Engineering is not often billed as an adrenaline-infused profession.
Indeed, introducing yourself as an engineer at a party likely won’t earn you the admiring oohs and ahhs that, say, a fireman or US Navy Seal might get. But for anyone who has ever inadvertently burnt off their fingertip with a soldering iron (yep, four-printed wonder right here), you know that engineering can be, and often is, risky business. After all, done right, it’s a hands-on profession.
That’s why a recent thread over on Quora caught my eye this morning.
“What are the deadliest construction/engineering projects in history?” was the title, with the subheading “For each, did technology exist at the time that could have made the work safer?”
The author listed the building of the Great Wall of China, the Panama Canal, and the pyramids as probably the most risky engineering projects in history, resulting in thousands of deaths. Still, those somehow feel a little far back and grandiose. Also, in the case of the Panama Canal, most of the deaths occurred after workers contracted yellow fever or malaria, rather than engineering work accidents.
The building of the Hoover dam, the great railroads, and mining were also all cited as examples of high-risk engineering, but the answers all seemed to fall a bit short. After all, the perils of structural engineering seem fairly obvious. You build something massive out of bricks and/or steel, and there’s a high likelihood bits may fall off and bop people on the head.

....................

__ACTION ITEM 1__:
Quote the engineering passage from "The author listed" to "on the head.".
__ACTION ITEM 2__:
List the projects that, according to the engineering passage, the Quora author named as probably the most risky engineering projects in history.

__Items from a data source__:
....................

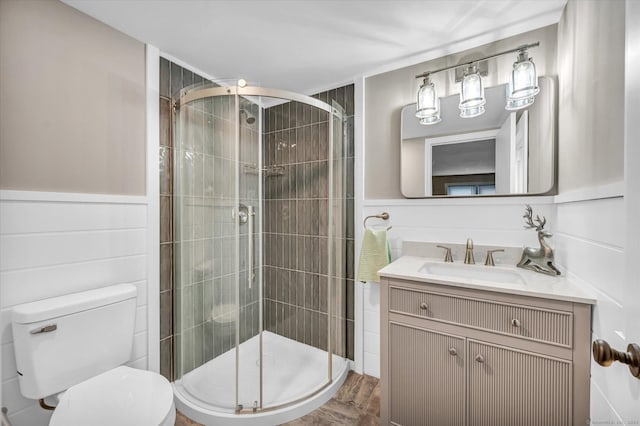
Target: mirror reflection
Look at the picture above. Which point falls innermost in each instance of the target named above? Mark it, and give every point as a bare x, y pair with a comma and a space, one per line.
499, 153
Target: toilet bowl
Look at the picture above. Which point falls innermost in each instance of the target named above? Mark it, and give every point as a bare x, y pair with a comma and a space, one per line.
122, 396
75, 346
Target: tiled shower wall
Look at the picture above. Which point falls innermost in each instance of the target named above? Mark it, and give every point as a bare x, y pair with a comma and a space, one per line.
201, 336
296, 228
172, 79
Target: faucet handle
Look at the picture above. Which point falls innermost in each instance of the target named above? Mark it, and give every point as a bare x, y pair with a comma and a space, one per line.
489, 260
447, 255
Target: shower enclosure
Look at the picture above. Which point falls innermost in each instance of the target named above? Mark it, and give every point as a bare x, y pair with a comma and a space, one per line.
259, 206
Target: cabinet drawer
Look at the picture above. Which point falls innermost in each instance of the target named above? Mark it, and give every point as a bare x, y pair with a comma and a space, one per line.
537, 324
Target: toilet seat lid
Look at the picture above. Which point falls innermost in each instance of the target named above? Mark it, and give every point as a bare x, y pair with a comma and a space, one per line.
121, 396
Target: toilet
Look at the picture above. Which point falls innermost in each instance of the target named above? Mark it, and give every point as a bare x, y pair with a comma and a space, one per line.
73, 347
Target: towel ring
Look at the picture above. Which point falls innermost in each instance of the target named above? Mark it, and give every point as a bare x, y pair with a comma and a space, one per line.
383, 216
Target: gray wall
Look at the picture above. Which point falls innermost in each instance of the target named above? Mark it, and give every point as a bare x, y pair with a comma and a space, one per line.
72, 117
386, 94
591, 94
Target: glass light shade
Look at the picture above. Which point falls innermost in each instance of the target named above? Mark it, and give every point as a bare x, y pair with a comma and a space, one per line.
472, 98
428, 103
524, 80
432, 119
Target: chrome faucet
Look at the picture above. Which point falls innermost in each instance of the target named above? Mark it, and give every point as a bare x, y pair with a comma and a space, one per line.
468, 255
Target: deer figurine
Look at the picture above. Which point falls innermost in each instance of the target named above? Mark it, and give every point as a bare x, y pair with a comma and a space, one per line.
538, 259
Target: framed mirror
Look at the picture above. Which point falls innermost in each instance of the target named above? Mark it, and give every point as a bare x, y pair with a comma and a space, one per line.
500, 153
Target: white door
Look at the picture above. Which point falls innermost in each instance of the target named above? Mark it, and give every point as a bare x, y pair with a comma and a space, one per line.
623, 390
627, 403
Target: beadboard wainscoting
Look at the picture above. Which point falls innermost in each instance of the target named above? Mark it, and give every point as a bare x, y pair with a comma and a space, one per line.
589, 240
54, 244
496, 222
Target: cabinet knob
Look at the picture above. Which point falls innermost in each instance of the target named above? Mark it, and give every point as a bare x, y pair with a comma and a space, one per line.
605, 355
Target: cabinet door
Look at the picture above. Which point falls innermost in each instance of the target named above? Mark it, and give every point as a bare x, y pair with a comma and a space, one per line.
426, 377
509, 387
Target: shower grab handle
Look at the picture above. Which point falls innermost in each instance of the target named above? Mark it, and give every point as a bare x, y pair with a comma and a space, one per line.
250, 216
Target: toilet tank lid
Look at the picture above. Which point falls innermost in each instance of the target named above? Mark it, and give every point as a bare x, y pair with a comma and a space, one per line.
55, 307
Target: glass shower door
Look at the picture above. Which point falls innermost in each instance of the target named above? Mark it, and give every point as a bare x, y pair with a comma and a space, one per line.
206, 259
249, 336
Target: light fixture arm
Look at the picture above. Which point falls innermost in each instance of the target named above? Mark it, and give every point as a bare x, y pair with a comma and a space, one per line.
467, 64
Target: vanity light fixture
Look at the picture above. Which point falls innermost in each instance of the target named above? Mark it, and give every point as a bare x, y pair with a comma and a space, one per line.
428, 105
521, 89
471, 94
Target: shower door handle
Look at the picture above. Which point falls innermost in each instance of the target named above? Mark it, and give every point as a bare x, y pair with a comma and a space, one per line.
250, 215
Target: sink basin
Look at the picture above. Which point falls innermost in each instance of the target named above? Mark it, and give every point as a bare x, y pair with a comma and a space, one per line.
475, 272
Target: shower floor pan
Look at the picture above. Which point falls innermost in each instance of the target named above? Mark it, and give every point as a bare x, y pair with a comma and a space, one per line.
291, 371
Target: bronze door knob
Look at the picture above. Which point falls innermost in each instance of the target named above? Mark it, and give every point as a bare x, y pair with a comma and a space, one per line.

....................

__ANSWER SECTION 1__:
The author listed the building of the Great Wall of China, the Panama Canal, and the pyramids as probably the most risky engineering projects in history, resulting in thousands of deaths. Still, those somehow feel a little far back and grandiose. Also, in the case of the Panama Canal, most of the deaths occurred after workers contracted yellow fever or malaria, rather than engineering work accidents.
The building of the Hoover dam, the great railroads, and mining were also all cited as examples of high-risk engineering, but the answers all seemed to fall a bit short. After all, the perils of structural engineering seem fairly obvious. You build something massive out of bricks and/or steel, and there’s a high likelihood bits may fall off and bop people on the head.

__ANSWER SECTION 2__:
The building of the Great Wall of China
The Panama Canal
The pyramids